- [Work to complete]
Gather each line from the items below that contains the string "white". Uppercase and lowercase letters count as different.

- [Extracted data]
--- begin ---

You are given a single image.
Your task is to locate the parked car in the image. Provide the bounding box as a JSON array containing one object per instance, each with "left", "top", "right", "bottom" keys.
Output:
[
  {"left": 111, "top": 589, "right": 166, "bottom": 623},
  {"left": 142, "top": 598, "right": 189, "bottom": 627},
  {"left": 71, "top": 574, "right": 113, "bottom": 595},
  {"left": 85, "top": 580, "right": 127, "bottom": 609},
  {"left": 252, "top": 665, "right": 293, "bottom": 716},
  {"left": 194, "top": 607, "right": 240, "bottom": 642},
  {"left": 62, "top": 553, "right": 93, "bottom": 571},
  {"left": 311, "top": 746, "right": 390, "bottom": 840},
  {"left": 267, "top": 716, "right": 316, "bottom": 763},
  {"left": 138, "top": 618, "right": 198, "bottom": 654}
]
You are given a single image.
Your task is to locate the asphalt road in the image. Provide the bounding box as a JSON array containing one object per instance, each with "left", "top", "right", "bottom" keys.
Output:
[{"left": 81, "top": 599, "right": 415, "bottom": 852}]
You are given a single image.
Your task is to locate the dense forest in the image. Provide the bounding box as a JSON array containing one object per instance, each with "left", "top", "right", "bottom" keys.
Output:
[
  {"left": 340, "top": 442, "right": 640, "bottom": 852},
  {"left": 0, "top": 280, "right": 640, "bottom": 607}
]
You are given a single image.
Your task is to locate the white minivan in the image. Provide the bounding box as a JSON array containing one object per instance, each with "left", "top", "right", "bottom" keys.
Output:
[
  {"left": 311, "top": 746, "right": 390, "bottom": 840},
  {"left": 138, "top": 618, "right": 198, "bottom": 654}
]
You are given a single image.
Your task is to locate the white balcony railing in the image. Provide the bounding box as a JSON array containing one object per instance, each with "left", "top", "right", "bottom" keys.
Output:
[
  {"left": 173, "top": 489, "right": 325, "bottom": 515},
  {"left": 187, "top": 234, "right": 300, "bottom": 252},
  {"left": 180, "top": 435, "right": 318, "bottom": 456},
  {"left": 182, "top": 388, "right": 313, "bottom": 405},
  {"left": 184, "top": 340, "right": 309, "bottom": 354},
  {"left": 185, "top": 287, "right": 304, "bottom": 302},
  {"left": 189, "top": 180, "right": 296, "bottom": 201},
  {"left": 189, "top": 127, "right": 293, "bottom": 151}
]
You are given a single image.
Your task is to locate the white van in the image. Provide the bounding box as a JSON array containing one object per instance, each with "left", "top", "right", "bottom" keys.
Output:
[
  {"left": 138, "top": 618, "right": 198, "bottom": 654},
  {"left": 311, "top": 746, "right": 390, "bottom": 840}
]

--- end ---
--- begin ---

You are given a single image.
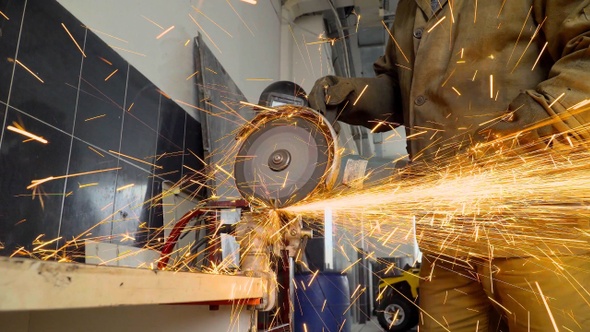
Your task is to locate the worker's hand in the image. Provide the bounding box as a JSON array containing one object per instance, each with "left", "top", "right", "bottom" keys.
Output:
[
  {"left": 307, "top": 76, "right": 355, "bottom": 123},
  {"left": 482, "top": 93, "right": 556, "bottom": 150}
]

--- end ---
--- begin ---

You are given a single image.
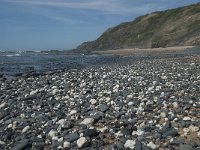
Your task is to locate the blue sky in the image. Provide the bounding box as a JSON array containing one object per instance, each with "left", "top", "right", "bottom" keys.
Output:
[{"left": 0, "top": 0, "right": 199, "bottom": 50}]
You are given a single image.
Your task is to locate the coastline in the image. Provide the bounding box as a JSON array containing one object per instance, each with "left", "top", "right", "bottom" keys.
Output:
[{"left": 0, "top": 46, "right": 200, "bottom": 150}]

--- end ---

- [Task response]
Your task is to locate the white minivan in the image. Provide the bounding box as a JSON array containing one object per instance, each with "left", "top", "right", "bottom" keys.
Your task is to locate the white balcony railing in the image. Provide the bounding box as a JSON array containing one object per instance, each with "left", "top", "right", "bottom" keys.
Your task is to locate the white van in the image. Provide the bounding box as a JSON array containing one object per instance, each with "left", "top", "right", "bottom" keys.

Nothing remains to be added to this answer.